- STATED EXERCISE: Reproduce word for word the full "Tradition, Tradition" text below.

- PAGE EXTRACT:
= = = = =
Tradition, Tradition

Cue up the orchestra. Resurrect Zero Mostel. I can’t seem to speak or write the word “tradition” without hearing this classic chorus from Fiddler on the Roof .

But I digress. I am not here to talk about the little village of Anatevka. My tradition is a lesson that has become an old standard  in my teaching repertoire. Although I have been teaching it to first graders for over ten years, it remains fitting and fresh.

A classic tale by Leo Lionni

A classic tale by Leo Lionni

Elementary teachers, librarians and parents of young children are likely familiar with Frederick by Leo Lionni, a classic work of children’s literature. Bestowed with a Caldecott Honor in 1968, at forty-five years young it still stands the test of time. Lionni tells a simple yet powerful fable about individuality, community and the value of art and poetry. Equally important, though, are the simple collage creations that illustrate the story. The beauty of Lionni’s technique is that it is easily replicable.
= = = = =
- DATA ENTRIES:
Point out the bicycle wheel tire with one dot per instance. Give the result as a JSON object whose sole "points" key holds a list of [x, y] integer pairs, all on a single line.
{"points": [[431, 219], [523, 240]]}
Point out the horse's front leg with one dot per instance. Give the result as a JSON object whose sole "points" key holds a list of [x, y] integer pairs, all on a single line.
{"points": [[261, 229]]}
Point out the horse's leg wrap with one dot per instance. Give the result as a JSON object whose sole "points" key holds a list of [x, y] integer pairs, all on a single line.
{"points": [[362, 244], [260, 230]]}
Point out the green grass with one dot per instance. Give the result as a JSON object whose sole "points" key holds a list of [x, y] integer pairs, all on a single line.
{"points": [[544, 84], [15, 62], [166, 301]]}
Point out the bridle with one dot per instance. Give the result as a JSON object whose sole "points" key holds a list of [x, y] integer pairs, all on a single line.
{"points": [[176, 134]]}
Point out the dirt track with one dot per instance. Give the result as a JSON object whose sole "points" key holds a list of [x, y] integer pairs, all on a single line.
= = = = =
- OUTPUT BELOW:
Tradition, Tradition

Cue up the orchestra. Resurrect Zero Mostel. I can’t seem to speak or write the word “tradition” without hearing this classic chorus from Fiddler on the Roof .

But I digress. I am not here to talk about the little village of Anatevka. My tradition is a lesson that has become an old standard  in my teaching repertoire. Although I have been teaching it to first graders for over ten years, it remains fitting and fresh.

A classic tale by Leo Lionni

A classic tale by Leo Lionni

Elementary teachers, librarians and parents of young children are likely familiar with Frederick by Leo Lionni, a classic work of children’s literature. Bestowed with a Caldecott Honor in 1968, at forty-five years young it still stands the test of time. Lionni tells a simple yet powerful fable about individuality, community and the value of art and poetry. Equally important, though, are the simple collage creations that illustrate the story. The beauty of Lionni’s technique is that it is easily replicable.